--- Records provided Enclosed Below ---

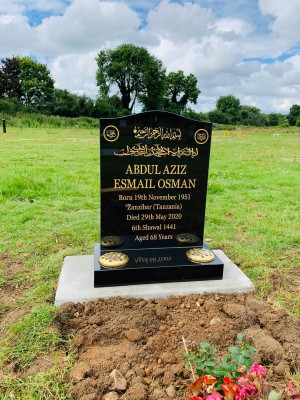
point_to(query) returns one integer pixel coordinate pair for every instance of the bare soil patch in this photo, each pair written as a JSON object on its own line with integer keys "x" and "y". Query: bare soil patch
{"x": 131, "y": 349}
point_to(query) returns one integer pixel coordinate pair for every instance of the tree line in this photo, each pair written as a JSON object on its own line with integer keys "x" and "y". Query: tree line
{"x": 140, "y": 80}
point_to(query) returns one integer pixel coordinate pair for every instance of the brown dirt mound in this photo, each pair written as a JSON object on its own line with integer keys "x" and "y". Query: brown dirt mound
{"x": 132, "y": 348}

--- End of Enclosed Records provided ---

## Exercise objective
The answer is a portion of the data. Write out exactly the line with "Query: tree line" and all lines after it.

## Output
point_to(query) returns one integer pixel coordinate pair for every instance of the tree line in this photo, each pair written as a JSON object on its own line with integer keys "x" and "y". Query: tree line
{"x": 140, "y": 80}
point_to(query) returns one integer pixel coordinate pair for every instance of the brown dirt mound in this photo, each pair written as a JSON object on its own line with integer keys "x" and "y". Query: brown dirt mound
{"x": 132, "y": 348}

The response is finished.